- _Task instructions_
Please copy, exactly and with no pictures, only the lines from the one containing "Where can the bare" through the last line of the records.
*** Exercise materials ***
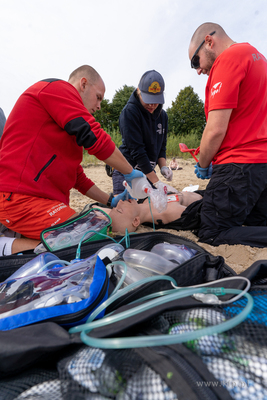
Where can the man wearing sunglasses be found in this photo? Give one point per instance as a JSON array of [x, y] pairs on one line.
[[233, 148]]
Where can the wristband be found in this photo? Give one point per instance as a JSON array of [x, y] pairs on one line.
[[111, 197]]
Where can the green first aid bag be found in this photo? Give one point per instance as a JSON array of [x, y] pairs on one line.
[[90, 225]]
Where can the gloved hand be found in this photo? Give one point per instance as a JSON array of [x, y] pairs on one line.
[[169, 188], [134, 174], [203, 173], [122, 196], [166, 172]]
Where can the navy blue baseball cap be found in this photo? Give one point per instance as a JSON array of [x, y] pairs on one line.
[[152, 86]]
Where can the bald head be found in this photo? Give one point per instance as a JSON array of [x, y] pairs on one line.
[[90, 86], [207, 43], [206, 29], [84, 71]]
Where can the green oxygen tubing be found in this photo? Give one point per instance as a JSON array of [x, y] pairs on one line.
[[200, 292]]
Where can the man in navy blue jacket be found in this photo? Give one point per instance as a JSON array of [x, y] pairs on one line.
[[144, 126]]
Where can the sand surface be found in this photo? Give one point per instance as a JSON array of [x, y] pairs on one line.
[[238, 257]]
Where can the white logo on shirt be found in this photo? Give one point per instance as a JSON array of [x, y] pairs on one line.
[[215, 89], [159, 130]]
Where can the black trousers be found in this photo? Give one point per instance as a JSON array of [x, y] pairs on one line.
[[234, 209]]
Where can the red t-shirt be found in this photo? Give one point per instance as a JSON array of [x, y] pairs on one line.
[[42, 145], [238, 81]]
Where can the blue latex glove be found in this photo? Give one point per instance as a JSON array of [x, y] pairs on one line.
[[122, 196], [134, 174], [203, 173]]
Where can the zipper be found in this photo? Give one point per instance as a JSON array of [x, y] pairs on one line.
[[191, 375], [44, 167]]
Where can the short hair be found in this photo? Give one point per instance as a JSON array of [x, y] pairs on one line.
[[85, 70]]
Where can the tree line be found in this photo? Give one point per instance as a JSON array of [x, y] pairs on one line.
[[186, 114]]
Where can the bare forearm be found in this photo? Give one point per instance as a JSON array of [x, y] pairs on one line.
[[97, 194], [152, 176]]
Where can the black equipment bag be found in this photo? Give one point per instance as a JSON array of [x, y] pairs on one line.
[[48, 361]]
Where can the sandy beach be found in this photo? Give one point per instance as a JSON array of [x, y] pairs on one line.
[[238, 257]]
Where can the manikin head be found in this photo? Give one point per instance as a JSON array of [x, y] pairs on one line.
[[125, 215], [90, 86]]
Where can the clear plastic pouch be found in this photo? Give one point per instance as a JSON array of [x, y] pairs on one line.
[[56, 286], [88, 226]]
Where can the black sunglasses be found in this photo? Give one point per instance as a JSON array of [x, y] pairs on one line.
[[195, 58]]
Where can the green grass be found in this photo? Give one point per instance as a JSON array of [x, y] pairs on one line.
[[173, 149]]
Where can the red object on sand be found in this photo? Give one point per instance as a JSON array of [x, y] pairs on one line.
[[185, 149]]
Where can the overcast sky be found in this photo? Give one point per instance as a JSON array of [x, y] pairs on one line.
[[121, 39]]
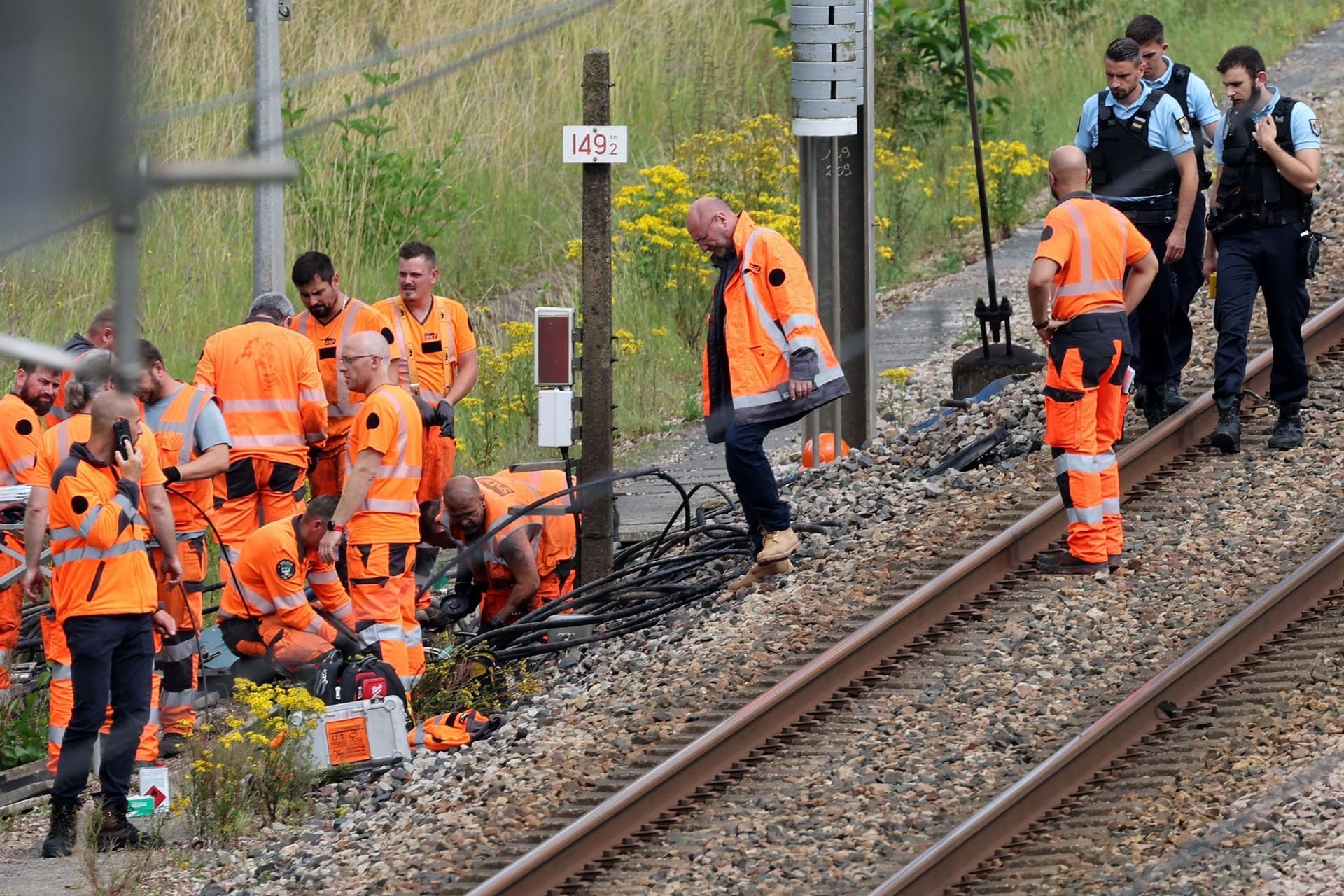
***
- _Reply to the task_
Where can the bare forearm be found in this photo? Give one point per instance as a JSON array of [x, y] pairs on one line.
[[97, 194], [152, 176]]
Where can the black equipment bag be found in this photo? Give one point per instance as a JSON array of [x, y] pairs on one line.
[[48, 361]]
Where can the sandy beach be found in this photo? Give one point per instance as a JSON array of [x, y] pairs on one line.
[[238, 257]]
Where can the manikin head be found in this photo? Give one point per instance as a JSON array of [x, y] pairs on one line.
[[125, 215], [90, 86]]
Where can the clear plastic pouch be found in this photo? Give one point per instance as a JSON array of [x, y] pairs on one line.
[[56, 286], [88, 226]]
Where can the black sunglasses be found in this photo? Give one point per instance as a JSON array of [x, y] pairs on one line.
[[195, 58]]
Where can the green grass be found in this photo? Give one point per instance as a JSON array of [x, y] pairs on one line.
[[173, 149]]
Where can the red object on sand be found in this photo? Give one point per instance as a JSON array of [x, y] pairs on one line.
[[185, 149]]
Where can the overcast sky be found in this photo? Give one point per instance as a JSON array of [x, y] pairs on one line.
[[121, 39]]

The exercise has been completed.